[START]

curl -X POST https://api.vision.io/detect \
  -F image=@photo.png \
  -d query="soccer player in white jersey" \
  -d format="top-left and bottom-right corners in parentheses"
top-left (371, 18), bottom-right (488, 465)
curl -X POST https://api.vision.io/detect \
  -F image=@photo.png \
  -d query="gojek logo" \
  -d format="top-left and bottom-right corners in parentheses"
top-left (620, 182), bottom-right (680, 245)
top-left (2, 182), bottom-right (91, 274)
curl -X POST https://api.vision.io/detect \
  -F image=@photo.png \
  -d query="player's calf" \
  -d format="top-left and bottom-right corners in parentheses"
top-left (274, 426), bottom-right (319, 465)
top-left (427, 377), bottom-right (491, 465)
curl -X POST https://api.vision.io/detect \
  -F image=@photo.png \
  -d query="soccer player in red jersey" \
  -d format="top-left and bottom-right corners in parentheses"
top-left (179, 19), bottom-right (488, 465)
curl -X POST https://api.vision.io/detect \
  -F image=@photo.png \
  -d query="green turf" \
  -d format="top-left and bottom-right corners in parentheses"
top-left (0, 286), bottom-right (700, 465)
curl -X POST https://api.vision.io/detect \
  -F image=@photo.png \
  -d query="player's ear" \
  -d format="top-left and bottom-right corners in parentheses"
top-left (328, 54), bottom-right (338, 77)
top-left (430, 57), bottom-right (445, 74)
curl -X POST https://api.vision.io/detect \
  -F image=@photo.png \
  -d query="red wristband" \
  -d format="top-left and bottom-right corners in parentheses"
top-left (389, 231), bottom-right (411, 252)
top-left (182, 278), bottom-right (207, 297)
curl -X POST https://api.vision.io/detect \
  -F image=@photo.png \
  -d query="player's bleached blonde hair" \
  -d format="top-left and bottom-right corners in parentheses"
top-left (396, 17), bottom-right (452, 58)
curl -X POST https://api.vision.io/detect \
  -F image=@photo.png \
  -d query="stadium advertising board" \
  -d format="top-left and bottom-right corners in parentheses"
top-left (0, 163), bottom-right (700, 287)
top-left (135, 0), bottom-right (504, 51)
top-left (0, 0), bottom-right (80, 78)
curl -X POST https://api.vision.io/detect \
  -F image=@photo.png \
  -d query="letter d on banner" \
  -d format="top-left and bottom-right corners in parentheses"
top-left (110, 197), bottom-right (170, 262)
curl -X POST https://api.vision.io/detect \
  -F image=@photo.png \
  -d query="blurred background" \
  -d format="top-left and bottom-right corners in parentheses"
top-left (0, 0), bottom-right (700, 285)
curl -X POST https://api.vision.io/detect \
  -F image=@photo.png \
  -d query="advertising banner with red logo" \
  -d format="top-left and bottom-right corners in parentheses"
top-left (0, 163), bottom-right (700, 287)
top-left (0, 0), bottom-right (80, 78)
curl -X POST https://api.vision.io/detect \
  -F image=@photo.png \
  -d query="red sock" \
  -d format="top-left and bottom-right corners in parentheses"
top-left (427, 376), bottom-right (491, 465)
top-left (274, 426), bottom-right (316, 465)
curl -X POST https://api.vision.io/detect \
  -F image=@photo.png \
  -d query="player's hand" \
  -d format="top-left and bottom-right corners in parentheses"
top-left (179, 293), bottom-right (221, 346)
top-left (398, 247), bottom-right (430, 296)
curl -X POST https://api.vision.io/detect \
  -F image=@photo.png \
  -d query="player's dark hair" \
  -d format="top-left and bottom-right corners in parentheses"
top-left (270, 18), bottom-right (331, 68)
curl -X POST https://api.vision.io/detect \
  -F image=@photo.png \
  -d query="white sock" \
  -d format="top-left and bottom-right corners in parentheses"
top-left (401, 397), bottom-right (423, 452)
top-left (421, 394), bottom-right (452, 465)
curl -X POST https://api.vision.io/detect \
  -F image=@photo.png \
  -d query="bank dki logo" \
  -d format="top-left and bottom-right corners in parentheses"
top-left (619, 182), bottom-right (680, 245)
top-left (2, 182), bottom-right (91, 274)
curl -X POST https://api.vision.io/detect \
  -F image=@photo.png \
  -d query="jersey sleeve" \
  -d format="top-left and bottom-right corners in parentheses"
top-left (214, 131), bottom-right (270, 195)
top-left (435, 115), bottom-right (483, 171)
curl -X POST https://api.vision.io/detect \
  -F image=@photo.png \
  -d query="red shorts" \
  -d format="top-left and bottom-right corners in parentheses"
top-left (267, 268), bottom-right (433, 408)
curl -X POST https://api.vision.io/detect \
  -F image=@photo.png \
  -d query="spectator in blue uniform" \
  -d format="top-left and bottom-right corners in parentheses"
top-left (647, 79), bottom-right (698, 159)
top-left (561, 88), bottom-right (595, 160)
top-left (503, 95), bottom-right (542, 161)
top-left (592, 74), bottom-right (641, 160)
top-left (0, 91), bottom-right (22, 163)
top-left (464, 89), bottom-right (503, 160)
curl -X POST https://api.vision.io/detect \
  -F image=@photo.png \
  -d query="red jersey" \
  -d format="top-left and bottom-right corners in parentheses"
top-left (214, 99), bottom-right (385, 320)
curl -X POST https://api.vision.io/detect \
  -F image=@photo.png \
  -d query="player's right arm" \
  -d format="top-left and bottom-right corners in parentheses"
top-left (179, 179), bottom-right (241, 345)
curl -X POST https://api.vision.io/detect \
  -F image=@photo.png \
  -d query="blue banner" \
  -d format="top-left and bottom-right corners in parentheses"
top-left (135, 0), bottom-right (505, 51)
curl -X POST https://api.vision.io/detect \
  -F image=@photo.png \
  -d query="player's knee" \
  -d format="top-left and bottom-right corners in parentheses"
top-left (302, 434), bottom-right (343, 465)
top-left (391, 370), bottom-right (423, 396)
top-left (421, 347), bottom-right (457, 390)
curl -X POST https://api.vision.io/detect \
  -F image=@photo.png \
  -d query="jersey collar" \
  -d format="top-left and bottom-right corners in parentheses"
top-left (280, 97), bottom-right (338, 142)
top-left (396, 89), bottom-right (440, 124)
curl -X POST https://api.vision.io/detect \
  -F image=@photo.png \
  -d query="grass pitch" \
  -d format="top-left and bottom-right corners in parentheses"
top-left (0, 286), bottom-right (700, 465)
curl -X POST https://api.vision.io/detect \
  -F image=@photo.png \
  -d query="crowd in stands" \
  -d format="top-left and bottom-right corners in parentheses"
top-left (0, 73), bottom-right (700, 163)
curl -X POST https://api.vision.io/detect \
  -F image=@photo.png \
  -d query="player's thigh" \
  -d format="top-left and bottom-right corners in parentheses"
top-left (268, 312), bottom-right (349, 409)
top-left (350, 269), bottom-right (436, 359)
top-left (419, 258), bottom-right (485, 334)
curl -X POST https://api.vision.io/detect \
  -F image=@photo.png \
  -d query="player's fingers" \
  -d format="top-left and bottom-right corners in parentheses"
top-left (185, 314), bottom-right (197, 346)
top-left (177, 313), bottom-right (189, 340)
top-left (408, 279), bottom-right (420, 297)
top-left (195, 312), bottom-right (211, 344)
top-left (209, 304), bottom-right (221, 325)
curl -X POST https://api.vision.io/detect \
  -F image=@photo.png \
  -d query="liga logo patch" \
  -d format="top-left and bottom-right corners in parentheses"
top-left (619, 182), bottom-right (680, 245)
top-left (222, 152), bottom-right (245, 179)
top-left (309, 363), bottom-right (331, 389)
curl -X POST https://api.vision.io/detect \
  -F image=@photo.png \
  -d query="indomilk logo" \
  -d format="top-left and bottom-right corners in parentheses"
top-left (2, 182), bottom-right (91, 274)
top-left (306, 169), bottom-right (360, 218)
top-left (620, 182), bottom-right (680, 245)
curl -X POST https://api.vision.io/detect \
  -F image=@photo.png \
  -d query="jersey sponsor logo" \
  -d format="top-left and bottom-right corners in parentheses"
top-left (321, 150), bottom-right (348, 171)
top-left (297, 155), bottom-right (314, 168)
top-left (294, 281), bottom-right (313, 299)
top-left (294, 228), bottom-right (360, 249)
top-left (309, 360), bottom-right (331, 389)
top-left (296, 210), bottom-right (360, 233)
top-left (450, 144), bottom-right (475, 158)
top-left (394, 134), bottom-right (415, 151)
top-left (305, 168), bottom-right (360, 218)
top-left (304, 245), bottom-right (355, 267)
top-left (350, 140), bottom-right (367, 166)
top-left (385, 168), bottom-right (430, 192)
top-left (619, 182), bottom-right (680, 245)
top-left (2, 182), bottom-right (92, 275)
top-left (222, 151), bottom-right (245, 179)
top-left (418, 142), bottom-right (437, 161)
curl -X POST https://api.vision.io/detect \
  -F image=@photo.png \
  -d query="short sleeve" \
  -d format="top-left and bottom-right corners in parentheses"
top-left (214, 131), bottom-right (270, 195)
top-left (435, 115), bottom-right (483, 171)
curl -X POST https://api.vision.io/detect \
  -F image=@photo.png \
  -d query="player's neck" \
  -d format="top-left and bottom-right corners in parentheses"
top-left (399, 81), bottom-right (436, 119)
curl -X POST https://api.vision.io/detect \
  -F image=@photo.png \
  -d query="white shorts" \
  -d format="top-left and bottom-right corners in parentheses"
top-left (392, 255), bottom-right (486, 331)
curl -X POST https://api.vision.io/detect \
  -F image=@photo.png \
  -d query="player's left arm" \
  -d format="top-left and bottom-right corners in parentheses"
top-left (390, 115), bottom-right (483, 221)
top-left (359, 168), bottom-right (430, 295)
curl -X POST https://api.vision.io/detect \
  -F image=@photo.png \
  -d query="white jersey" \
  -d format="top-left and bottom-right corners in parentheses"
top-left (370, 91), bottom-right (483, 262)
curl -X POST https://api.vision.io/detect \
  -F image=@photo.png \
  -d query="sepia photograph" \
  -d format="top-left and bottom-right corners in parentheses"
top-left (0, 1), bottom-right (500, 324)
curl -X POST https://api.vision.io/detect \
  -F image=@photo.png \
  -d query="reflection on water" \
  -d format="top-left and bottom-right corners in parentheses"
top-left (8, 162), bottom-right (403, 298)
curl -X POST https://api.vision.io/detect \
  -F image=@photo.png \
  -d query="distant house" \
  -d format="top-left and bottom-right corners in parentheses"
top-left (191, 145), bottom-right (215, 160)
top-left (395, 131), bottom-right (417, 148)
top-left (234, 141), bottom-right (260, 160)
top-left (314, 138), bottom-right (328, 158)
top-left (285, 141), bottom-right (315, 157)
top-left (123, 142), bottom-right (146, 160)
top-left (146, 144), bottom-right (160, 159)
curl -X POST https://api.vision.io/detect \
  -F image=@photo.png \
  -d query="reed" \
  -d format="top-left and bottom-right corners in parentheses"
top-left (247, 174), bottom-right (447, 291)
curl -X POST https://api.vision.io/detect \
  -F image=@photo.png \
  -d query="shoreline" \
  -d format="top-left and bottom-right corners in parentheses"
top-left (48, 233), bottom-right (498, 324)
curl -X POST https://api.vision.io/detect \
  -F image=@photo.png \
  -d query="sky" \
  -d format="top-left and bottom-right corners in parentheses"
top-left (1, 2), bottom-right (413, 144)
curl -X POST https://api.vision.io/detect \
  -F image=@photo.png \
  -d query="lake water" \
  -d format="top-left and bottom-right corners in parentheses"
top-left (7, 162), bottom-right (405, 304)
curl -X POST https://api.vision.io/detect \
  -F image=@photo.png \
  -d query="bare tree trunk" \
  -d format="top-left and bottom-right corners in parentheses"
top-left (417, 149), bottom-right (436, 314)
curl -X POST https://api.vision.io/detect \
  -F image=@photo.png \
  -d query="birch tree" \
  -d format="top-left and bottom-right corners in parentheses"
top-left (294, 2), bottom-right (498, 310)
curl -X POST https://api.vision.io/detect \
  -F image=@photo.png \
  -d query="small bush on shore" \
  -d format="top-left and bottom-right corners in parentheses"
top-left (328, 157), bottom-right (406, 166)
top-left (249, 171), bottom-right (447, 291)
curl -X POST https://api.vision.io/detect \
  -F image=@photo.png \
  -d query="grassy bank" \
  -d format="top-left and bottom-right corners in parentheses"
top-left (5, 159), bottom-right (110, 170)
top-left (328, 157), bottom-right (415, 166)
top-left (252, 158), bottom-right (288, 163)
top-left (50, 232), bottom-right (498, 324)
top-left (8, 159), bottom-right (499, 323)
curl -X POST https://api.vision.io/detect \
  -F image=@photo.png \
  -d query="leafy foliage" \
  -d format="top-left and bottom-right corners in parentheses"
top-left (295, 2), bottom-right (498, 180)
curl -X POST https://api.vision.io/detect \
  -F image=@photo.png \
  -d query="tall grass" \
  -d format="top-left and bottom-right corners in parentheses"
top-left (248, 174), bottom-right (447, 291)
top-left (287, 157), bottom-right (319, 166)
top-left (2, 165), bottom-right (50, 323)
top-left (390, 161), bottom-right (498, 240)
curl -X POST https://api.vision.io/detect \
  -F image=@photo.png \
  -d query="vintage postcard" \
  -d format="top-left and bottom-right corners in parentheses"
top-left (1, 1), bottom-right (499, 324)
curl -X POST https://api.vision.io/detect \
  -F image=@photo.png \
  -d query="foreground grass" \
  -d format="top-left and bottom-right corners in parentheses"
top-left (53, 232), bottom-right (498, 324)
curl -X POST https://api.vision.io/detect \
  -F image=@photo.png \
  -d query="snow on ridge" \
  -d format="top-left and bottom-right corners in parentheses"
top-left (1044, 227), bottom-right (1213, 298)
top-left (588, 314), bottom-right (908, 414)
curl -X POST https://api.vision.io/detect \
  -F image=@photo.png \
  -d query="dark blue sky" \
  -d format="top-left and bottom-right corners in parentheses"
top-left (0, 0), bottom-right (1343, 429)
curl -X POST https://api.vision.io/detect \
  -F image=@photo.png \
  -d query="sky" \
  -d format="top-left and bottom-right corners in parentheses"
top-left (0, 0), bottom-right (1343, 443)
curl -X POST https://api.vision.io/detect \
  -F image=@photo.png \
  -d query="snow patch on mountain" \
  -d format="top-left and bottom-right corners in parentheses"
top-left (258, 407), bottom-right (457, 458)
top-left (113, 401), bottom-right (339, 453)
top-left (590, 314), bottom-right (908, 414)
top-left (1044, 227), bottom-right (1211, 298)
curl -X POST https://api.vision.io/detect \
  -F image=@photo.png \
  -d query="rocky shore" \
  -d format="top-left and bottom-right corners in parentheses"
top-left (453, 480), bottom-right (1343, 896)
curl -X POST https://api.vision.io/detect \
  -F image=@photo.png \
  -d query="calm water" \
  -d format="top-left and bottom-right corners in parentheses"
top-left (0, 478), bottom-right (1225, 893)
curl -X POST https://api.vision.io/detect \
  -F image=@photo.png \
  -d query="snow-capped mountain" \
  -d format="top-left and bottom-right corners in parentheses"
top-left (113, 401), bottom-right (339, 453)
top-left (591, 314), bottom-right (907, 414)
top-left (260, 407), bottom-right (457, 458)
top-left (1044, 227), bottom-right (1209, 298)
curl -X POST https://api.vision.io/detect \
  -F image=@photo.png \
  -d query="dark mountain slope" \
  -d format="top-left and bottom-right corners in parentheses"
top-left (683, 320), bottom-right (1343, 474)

[END]

**Problem to solve**
Lay out the records above, from their first line through the line with "top-left (430, 57), bottom-right (445, 74)", both included, as a Markdown table with the columns Row and Line. Give each line its own numbered row and leave out blank lines.

**Reply**
| Row | Line |
|---|---|
| 1 | curl -X POST https://api.vision.io/detect \ |
| 2 |   -F image=@photo.png \ |
| 3 |   -d query="soccer player in white jersey" \ |
| 4 |   -d format="top-left and bottom-right corners in parentheses" |
| 5 | top-left (371, 18), bottom-right (488, 465) |
| 6 | curl -X POST https://api.vision.io/detect \ |
| 7 |   -F image=@photo.png \ |
| 8 |   -d query="gojek logo" \ |
| 9 |   -d format="top-left and bottom-right corners in parentheses" |
| 10 | top-left (620, 182), bottom-right (680, 245) |
| 11 | top-left (2, 182), bottom-right (91, 274) |
| 12 | curl -X POST https://api.vision.io/detect \ |
| 13 |   -F image=@photo.png \ |
| 14 |   -d query="player's calf" \ |
| 15 |   -d format="top-left and bottom-right corners in parentheses" |
| 16 | top-left (274, 426), bottom-right (319, 465) |
| 17 | top-left (427, 377), bottom-right (491, 465) |
| 18 | curl -X POST https://api.vision.io/detect \ |
| 19 |   -F image=@photo.png \ |
| 20 |   -d query="soccer player in red jersey" \ |
| 21 |   -d format="top-left and bottom-right corners in parentheses" |
| 22 | top-left (179, 19), bottom-right (488, 465) |
| 23 | curl -X POST https://api.vision.io/detect \ |
| 24 |   -F image=@photo.png \ |
| 25 |   -d query="green turf" \ |
| 26 |   -d format="top-left and bottom-right corners in parentheses" |
| 27 | top-left (0, 286), bottom-right (700, 465) |
| 28 | curl -X POST https://api.vision.io/detect \ |
| 29 |   -F image=@photo.png \ |
| 30 |   -d query="player's ear" \ |
| 31 |   -d format="top-left and bottom-right corners in parentheses" |
| 32 | top-left (328, 54), bottom-right (338, 77) |
| 33 | top-left (430, 57), bottom-right (445, 74) |